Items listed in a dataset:
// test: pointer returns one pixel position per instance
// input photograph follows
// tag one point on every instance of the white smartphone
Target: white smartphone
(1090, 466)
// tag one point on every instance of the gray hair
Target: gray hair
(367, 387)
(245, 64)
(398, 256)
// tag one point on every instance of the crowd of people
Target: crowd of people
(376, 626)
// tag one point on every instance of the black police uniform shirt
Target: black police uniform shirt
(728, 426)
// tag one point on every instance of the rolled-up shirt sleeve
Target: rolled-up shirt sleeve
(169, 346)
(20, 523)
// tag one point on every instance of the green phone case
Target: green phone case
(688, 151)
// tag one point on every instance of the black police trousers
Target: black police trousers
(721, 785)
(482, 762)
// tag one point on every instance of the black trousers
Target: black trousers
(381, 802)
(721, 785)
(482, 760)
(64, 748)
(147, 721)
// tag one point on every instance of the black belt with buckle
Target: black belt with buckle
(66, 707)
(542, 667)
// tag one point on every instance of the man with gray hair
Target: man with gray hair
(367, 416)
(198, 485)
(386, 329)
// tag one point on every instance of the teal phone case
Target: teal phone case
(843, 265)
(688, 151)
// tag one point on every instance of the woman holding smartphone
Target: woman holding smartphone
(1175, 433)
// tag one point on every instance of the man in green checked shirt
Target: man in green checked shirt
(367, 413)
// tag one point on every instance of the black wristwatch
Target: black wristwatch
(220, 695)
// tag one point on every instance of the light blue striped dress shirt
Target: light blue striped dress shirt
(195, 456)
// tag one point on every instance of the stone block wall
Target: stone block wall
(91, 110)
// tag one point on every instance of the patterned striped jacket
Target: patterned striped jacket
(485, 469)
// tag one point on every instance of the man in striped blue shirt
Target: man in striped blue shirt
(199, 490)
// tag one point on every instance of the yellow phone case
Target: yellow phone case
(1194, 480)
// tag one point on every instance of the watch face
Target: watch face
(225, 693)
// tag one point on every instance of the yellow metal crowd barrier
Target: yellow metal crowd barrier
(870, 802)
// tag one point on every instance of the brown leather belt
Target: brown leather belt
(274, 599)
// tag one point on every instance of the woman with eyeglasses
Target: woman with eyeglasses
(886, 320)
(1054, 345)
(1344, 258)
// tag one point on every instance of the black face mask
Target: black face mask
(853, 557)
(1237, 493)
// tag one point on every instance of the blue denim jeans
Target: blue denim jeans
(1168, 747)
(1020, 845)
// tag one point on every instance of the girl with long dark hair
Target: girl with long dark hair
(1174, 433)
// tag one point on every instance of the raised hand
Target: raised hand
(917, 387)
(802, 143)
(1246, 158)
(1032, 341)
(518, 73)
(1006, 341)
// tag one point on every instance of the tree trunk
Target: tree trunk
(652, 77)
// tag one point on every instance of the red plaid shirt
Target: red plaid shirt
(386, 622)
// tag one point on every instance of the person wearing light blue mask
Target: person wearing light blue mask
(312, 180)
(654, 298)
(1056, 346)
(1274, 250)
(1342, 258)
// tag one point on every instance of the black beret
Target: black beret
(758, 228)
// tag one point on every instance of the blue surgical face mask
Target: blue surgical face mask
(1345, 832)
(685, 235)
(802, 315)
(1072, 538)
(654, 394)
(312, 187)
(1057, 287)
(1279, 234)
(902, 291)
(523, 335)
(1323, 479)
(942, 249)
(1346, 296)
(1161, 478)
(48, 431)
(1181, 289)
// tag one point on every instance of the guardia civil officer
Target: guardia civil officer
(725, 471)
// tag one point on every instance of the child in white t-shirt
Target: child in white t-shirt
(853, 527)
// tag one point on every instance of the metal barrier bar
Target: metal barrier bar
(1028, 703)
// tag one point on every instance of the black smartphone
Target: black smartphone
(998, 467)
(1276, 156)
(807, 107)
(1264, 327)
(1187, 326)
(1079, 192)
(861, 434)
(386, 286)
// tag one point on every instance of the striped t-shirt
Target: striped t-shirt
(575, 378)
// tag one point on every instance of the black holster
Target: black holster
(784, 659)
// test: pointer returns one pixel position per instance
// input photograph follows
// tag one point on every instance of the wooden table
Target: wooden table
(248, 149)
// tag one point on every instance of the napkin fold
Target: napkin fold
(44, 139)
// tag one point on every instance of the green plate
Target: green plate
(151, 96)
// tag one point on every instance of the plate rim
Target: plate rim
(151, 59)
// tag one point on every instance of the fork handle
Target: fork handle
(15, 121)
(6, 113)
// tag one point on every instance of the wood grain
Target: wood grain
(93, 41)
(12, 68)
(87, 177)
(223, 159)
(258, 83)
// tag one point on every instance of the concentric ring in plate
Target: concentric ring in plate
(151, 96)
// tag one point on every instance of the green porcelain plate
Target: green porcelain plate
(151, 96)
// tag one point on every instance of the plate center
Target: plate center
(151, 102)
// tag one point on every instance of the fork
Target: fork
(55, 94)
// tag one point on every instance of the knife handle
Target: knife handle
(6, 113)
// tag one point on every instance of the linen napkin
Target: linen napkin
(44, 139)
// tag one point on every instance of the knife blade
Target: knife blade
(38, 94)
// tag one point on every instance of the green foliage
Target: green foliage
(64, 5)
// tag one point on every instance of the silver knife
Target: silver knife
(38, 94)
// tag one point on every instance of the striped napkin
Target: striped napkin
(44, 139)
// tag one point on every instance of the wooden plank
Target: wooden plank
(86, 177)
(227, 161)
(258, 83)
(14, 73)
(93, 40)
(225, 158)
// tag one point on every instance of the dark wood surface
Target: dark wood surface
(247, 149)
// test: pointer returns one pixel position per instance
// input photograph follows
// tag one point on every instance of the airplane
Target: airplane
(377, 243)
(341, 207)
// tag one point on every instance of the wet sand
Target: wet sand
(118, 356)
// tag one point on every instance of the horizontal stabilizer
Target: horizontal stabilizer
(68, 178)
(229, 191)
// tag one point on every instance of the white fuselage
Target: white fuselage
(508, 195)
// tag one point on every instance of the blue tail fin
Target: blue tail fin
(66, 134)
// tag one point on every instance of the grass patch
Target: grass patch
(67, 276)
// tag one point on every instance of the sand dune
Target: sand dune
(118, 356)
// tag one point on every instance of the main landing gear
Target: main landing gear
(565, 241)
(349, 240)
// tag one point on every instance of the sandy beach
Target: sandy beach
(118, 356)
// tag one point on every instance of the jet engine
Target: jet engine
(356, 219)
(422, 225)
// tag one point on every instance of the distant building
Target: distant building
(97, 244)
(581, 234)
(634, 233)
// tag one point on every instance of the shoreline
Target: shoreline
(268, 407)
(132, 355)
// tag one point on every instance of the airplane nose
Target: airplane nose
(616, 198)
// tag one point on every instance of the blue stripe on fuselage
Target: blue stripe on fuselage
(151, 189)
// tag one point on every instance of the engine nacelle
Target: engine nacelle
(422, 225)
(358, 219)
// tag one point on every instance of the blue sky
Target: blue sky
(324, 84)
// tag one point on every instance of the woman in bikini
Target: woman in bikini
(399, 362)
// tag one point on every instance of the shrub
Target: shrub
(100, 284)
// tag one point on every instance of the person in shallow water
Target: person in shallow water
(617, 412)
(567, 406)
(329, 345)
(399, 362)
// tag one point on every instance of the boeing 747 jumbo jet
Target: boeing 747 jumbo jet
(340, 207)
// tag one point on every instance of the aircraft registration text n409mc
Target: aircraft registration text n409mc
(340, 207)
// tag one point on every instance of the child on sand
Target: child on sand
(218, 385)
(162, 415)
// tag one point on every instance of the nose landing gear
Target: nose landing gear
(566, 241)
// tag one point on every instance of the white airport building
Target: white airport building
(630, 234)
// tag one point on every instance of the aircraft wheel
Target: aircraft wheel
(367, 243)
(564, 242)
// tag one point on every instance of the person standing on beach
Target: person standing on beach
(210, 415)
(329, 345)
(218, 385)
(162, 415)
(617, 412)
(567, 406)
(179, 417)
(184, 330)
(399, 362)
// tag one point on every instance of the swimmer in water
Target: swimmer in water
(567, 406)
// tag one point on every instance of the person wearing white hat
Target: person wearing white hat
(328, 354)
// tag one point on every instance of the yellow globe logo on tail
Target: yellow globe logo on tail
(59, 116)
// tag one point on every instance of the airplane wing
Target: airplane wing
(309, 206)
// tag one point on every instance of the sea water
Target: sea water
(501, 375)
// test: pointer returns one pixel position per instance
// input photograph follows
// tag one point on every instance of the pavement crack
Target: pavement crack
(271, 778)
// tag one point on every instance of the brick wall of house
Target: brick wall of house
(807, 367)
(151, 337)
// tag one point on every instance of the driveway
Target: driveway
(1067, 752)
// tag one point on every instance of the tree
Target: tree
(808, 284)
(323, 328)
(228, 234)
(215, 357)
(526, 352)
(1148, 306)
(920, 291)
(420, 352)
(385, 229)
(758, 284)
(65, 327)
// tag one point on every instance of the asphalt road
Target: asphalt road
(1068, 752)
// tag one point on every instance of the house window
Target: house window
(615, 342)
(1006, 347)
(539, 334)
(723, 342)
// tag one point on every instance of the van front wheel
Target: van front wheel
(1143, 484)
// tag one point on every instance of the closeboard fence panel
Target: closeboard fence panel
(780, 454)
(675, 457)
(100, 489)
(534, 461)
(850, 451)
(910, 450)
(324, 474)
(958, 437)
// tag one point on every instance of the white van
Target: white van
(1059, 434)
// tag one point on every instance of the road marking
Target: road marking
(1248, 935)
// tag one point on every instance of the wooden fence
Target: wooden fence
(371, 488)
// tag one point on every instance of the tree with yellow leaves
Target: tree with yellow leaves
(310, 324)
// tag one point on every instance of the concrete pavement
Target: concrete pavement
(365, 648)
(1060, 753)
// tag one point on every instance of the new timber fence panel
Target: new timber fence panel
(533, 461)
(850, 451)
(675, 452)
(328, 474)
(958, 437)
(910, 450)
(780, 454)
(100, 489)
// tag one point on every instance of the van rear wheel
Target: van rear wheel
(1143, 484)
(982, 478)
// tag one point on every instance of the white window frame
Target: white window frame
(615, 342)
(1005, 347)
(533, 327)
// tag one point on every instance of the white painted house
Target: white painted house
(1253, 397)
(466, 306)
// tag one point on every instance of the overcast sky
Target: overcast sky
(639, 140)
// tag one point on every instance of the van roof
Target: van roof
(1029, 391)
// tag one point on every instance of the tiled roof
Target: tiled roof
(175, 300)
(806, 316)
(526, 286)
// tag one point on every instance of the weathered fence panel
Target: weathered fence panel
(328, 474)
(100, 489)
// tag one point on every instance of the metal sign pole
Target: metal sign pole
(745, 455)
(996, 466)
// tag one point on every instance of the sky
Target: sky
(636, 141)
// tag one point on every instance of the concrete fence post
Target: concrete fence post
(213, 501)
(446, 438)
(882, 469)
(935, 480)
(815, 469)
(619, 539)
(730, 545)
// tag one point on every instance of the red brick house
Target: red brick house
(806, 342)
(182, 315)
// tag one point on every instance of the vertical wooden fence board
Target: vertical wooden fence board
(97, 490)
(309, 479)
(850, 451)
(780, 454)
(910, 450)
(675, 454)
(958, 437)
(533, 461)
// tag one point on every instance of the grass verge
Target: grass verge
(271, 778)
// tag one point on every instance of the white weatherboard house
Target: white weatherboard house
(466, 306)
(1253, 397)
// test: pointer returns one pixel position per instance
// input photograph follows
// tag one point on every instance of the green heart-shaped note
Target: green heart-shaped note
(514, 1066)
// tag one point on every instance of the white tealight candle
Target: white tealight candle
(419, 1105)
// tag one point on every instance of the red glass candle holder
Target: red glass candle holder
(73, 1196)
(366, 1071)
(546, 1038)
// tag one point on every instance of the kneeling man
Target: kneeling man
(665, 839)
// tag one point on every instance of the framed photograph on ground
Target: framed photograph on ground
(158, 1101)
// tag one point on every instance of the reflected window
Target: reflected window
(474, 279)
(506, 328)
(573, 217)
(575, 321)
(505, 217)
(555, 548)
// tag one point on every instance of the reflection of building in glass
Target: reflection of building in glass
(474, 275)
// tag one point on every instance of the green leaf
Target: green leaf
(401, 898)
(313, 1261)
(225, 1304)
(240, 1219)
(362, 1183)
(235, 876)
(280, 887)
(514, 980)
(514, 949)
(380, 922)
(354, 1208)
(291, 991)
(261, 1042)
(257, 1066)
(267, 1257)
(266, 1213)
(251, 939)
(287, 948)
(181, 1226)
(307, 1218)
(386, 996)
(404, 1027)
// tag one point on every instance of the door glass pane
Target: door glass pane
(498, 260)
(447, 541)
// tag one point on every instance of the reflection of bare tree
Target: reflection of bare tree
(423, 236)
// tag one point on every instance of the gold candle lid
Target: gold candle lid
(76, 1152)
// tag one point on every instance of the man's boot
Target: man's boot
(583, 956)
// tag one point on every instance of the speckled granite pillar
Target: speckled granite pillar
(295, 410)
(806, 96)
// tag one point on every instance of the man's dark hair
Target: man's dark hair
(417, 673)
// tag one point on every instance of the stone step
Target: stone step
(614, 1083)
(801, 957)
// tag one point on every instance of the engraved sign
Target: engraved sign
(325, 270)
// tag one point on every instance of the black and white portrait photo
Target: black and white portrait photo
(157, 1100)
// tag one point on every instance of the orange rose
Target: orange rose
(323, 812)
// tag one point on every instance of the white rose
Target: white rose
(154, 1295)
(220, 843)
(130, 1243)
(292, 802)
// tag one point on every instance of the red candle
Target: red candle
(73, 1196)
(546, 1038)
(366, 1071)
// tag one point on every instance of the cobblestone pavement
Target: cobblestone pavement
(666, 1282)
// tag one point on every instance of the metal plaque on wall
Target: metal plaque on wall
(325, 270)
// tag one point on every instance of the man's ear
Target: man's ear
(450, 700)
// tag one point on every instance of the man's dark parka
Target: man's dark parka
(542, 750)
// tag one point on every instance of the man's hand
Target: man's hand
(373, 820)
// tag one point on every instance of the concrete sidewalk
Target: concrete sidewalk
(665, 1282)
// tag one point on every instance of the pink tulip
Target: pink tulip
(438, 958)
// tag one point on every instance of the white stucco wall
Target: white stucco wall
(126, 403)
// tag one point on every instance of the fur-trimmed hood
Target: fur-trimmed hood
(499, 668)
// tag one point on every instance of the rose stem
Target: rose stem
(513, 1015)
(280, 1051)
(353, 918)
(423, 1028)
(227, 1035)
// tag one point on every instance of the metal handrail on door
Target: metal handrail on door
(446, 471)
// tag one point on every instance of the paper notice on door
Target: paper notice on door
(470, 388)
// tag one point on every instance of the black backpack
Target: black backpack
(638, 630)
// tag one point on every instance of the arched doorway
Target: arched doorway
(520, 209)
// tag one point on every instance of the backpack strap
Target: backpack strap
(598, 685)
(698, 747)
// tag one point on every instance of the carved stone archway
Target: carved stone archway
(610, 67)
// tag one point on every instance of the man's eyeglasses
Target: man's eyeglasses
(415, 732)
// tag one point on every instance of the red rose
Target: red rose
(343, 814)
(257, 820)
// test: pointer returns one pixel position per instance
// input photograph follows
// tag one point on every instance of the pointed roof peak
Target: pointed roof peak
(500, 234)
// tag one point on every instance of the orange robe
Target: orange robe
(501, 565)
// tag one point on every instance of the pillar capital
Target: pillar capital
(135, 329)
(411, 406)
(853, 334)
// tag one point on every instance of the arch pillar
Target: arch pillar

- _Aim of the exercise_
Reproduce the lines above verbatim, beginning with the line that contains "the closeboard fence panel" and ending after the line that contains "(1248, 935)".

- _The response_
// tag one point on every instance of the closeboard fence panel
Target: closeboard fence panel
(780, 454)
(675, 457)
(100, 489)
(534, 461)
(850, 451)
(910, 450)
(324, 474)
(958, 437)
// tag one point on every instance of the white van
Target: white van
(1059, 434)
// tag one point on every instance of the road marking
Target: road marking
(1248, 935)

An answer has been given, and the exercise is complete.